──────── Supplied information

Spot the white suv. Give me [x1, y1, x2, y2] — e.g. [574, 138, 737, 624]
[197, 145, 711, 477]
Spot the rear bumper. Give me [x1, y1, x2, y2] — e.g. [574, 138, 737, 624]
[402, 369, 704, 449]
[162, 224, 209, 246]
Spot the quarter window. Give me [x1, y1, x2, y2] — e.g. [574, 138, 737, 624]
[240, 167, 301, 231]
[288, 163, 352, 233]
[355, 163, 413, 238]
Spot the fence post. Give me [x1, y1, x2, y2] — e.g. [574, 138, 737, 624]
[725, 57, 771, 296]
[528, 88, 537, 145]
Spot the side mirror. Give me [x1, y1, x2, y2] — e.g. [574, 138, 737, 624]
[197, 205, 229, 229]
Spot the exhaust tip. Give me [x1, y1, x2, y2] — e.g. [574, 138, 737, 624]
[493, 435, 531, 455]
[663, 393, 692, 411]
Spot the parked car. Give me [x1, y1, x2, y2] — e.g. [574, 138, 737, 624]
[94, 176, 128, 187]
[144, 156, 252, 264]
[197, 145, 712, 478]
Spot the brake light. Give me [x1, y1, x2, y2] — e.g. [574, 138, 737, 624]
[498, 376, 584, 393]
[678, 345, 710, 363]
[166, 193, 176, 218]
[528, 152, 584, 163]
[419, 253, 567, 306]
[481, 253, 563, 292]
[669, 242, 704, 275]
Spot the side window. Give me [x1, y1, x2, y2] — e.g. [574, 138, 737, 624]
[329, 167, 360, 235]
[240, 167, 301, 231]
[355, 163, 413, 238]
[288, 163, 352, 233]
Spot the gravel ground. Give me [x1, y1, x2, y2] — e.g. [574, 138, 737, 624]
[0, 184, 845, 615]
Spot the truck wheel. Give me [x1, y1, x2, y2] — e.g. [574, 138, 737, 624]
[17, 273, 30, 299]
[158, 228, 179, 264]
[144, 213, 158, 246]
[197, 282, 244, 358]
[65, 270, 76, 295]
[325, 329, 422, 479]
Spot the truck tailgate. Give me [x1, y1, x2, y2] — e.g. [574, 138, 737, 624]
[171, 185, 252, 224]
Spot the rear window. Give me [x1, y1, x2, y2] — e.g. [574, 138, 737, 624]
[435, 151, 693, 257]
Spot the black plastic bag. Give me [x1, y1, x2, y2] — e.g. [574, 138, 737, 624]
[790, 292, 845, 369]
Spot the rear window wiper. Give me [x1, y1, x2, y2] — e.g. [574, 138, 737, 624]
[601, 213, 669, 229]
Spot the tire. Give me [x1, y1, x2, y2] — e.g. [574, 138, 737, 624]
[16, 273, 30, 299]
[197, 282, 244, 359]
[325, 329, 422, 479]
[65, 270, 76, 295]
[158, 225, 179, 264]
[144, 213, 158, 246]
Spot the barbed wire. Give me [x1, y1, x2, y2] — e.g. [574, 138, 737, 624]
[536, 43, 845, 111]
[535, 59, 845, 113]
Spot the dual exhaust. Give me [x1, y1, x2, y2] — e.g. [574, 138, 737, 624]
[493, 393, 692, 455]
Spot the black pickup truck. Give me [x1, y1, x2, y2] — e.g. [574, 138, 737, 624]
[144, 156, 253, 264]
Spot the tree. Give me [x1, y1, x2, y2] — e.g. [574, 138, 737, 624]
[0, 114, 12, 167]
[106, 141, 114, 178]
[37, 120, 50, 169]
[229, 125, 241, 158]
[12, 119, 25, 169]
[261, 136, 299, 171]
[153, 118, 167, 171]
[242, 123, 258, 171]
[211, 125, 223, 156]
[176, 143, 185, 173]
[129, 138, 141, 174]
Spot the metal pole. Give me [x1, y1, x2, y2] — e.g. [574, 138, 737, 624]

────────────────

■ What you need to do ■
Reproduce every line of the listing above verbatim.

■ Full answer ■
Spot the white suv. Give me [x1, y1, x2, y2] — e.g. [574, 138, 737, 624]
[197, 145, 711, 477]
Spot the rear bumper. Give me [x1, y1, x2, y2] — e.g. [574, 138, 737, 624]
[402, 369, 704, 449]
[162, 224, 209, 246]
Spot the quarter window. Give me [x1, y1, x2, y2] — e.g. [574, 138, 737, 624]
[240, 167, 301, 231]
[288, 163, 352, 233]
[355, 163, 413, 238]
Spot the fence post. Give me [x1, y1, x2, y2] — e.g. [574, 138, 737, 624]
[725, 57, 771, 296]
[528, 88, 537, 145]
Spot the side mirror. Give me [x1, y1, x2, y2] — e.g. [574, 138, 737, 624]
[197, 205, 229, 229]
Spot the exhaust tip. Give me [x1, y1, x2, y2] — e.g. [574, 138, 737, 624]
[493, 435, 531, 455]
[663, 393, 692, 411]
Spot the parked car. Give me [x1, y1, x2, y2] — e.g. [574, 138, 737, 624]
[94, 176, 128, 187]
[144, 156, 252, 264]
[197, 145, 712, 478]
Spot the brake light. Give me [x1, y1, x2, y2] — e.g. [574, 138, 737, 624]
[498, 376, 584, 393]
[678, 345, 710, 363]
[166, 193, 176, 218]
[528, 152, 584, 163]
[419, 253, 567, 306]
[481, 253, 563, 292]
[669, 242, 704, 275]
Spot the side window. Give me [x1, y1, x2, y2] — e.g. [574, 138, 737, 624]
[329, 167, 360, 235]
[240, 167, 301, 231]
[355, 163, 413, 238]
[288, 163, 352, 233]
Spot the gravel ground. Give me [x1, y1, x2, y2] — e.g. [574, 138, 737, 624]
[0, 184, 845, 615]
Spot the truck wheel. Give me [x1, y1, x2, y2] — e.g. [574, 138, 737, 624]
[17, 273, 30, 299]
[158, 228, 179, 264]
[144, 213, 158, 246]
[197, 282, 244, 358]
[65, 270, 76, 295]
[325, 329, 422, 479]
Spot the truck tailgate. Give me [x1, y1, x2, y2] — e.g. [574, 138, 737, 624]
[171, 185, 252, 224]
Spot the rear window. Give me [x1, y1, x2, y2] — e.g. [574, 138, 737, 624]
[435, 151, 693, 257]
Spot the black plastic bag. Give me [x1, y1, x2, y2] — e.g. [574, 138, 737, 624]
[790, 292, 845, 369]
Spot the rear window wiper. Give me [x1, y1, x2, y2] — e.g. [574, 138, 737, 624]
[601, 213, 669, 229]
Spot the tire. Give me [x1, y1, x2, y2] — e.g. [574, 138, 737, 624]
[16, 273, 30, 299]
[197, 282, 244, 359]
[325, 329, 422, 479]
[65, 270, 76, 295]
[158, 225, 179, 264]
[144, 213, 158, 246]
Spot the barbed wire. Give me [x1, y1, x2, y2] — e.g. [574, 138, 737, 624]
[536, 43, 845, 111]
[535, 59, 845, 113]
Spot the dual exhaust. Give me [x1, y1, x2, y2] — e.g. [574, 138, 737, 624]
[493, 393, 692, 455]
Spot the black pickup truck. Give me [x1, y1, x2, y2] — e.g. [574, 138, 737, 624]
[144, 156, 253, 264]
Spot the tree. Give me [x1, y1, x2, y2] — e.g. [574, 138, 737, 624]
[0, 114, 12, 167]
[106, 141, 114, 178]
[37, 120, 50, 169]
[229, 125, 241, 158]
[12, 119, 25, 169]
[261, 136, 299, 171]
[153, 118, 167, 171]
[242, 123, 258, 171]
[211, 125, 223, 156]
[176, 143, 185, 173]
[129, 138, 141, 174]
Spot the metal pole. Give me [x1, y1, x2, y2] — e.g. [574, 138, 737, 624]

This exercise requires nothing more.